JOB. Pull out every line below that contains the word "wall", and copy each one in full.

# # # # # # #

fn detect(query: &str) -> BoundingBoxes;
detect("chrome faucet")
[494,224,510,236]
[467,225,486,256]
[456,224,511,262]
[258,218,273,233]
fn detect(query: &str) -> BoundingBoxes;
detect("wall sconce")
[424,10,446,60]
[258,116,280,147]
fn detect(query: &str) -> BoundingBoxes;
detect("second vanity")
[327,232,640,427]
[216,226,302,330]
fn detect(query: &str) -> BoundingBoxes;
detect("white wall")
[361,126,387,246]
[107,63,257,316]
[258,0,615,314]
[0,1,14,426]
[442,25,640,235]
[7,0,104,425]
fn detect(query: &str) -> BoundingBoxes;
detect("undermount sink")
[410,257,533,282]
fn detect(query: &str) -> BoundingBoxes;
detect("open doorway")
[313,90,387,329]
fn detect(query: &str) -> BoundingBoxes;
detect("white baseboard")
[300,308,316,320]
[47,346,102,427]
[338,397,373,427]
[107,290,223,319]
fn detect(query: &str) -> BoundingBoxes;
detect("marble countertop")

# # # # # # #

EXPECTED ANSWER.
detect("wall sconce")
detect("white wall")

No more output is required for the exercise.